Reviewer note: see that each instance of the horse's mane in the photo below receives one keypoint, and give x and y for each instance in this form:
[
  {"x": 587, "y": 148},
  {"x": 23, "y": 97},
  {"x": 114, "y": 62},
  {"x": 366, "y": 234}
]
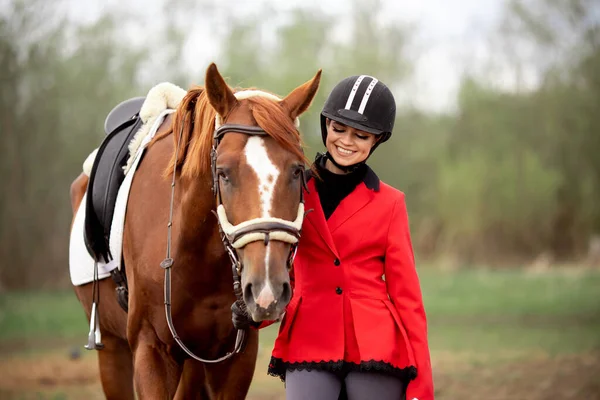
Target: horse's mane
- - -
What needs to be done – Would it be possible to copy the material exactly, excluding the images?

Problem solution –
Reviewer note: see that each instance of the horse's mane in the photo below receives one keypoint, and give x and y for each instance in this form:
[
  {"x": 587, "y": 148},
  {"x": 23, "y": 97},
  {"x": 114, "y": 62},
  {"x": 366, "y": 234}
]
Target: horse's mane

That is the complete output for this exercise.